Souvent jetées, les batteries pourraient avoir une nouvelle vie après usage. Faute de ressources énergétiques, en Europe, le lithium contenu dans les batteries pourrait être une source d’énergie intéressante.
Le lithium liquide bouillonne dans le mélangeur. Puis se décante et tombe, en pâte blanchâtre, au fond du tube de verre, auréolé d’une couche huileuse de couleur vert-océan: le nickel.
Dans ce labo, le groupe minier français Eramet prépare son virage vers les métaux critiques de la transition énergétique. Ici, au sud de Paris, on teste les étapes de séparation des métaux issus de batteries usagées de voitures électriques.
Objectif: les recycler et les réutiliser dans des batteries neuves. Avec l’espoir de supprimer d’ici 2050 les émissions de CO2 de nos véhicules actuels, biberonnés au pétrole.
Concassées, les anodes et les cathodes des batteries – de fines feuilles de cuivre et d’aluminium recouvertes de poudres métalliques – sont réduites en poudre noirâtre au nom légèrement angoissant : «black mass» (au double sens en anglais : «masse noire» et «messe noire»).
Ce sombre mélange de nickel, cobalt, manganèse et lithium réunit tous les métaux nécessaires pour collecter et conduire l’électricité à l’intérieur d’une batterie. Reste à les séparer par un procédé dit «liquide-liquide».

● **Lignes fournies**
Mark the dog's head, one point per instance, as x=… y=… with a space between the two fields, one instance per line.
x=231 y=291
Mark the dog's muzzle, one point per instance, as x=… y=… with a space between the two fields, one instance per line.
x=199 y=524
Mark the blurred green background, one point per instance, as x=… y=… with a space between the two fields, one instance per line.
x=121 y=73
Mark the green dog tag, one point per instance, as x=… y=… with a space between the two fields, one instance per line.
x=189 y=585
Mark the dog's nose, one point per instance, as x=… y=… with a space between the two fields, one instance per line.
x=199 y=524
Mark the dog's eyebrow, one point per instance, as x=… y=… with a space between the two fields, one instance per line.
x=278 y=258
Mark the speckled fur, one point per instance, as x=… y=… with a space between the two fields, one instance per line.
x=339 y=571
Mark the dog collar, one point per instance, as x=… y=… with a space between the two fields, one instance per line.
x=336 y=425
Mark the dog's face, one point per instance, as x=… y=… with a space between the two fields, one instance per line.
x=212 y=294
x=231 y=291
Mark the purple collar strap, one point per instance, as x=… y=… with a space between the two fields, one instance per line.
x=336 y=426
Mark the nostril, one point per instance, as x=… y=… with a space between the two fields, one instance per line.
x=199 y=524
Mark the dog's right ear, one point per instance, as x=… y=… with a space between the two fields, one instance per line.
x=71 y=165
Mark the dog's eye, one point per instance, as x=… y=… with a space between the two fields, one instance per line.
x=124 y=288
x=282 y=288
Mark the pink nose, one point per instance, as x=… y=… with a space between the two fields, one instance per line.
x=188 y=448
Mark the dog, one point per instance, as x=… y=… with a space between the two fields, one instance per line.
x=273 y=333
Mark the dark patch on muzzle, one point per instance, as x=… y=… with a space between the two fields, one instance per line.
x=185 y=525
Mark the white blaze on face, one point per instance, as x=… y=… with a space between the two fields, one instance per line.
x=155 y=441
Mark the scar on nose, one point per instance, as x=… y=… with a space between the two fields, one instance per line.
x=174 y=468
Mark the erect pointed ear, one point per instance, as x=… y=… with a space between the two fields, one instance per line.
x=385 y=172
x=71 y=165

● **Consigne écrite 1**
Relevez les métaux qui composent la « black mass » d'après l'extrait sur le recyclage des batteries.
● **Consigne écrite 2**
Dans l'extrait sur le recyclage des batteries, quel groupe minier mène les essais de séparation des métaux dans le laboratoire ?
● **Consigne écrite 3**
Prolongez l'extrait sur le recyclage des batteries à partir de sa dernière phrase.

● **Réponse finale 1**
Nickel, cobalt, manganèse et lithium.

● **Réponse finale 2**
Le groupe minier français Eramet.

● **Réponse finale 3**
Au bout d’une longue ligne de filtrage, tamisage, purification, les bocaux de sulfate de nickel en granulés verts voisinent sur la paillasse du labo avec ceux de sulfate de cobalt (rouge cuivré) et de carbonate de lithium (blanc). Ils seront revendus. Prêts à refabriquer des batteries neuves au standard NMC (nickel-manganèse-cobalt), le plus répandu de l’industrie automobile.
Le recyclage comme solution
«A la différence du carburant brûlé par les moteurs thermiques, ces métaux sont recyclables à 95%», assure Frédéric Martin, directeur du projet Recyclage batteries chez Eramet ideas, dont le laboratoire est basé à Trappes.
A l’instar de l’Union européenne, qui a présenté jeudi sa stratégie pour atteindre une souveraineté sur ces matériaux stratégiques de la transition, on sait depuis longtemps chez Eramet que le recyclage de batteries usagées sera la «mine urbaine» des Européens, privés de plusieurs matières premières de base.
Le groupe exploite aussi au Gabon la plus grande mine de manganèse du monde, et produit du nickel en Nouvelle-Calédonie et en Indonésie. L’extraction de lithium dans des sources géothermales en Alsace est prévue d’ici la fin de la décennie, et en Argentine l’an prochain avec un partenaire chinois.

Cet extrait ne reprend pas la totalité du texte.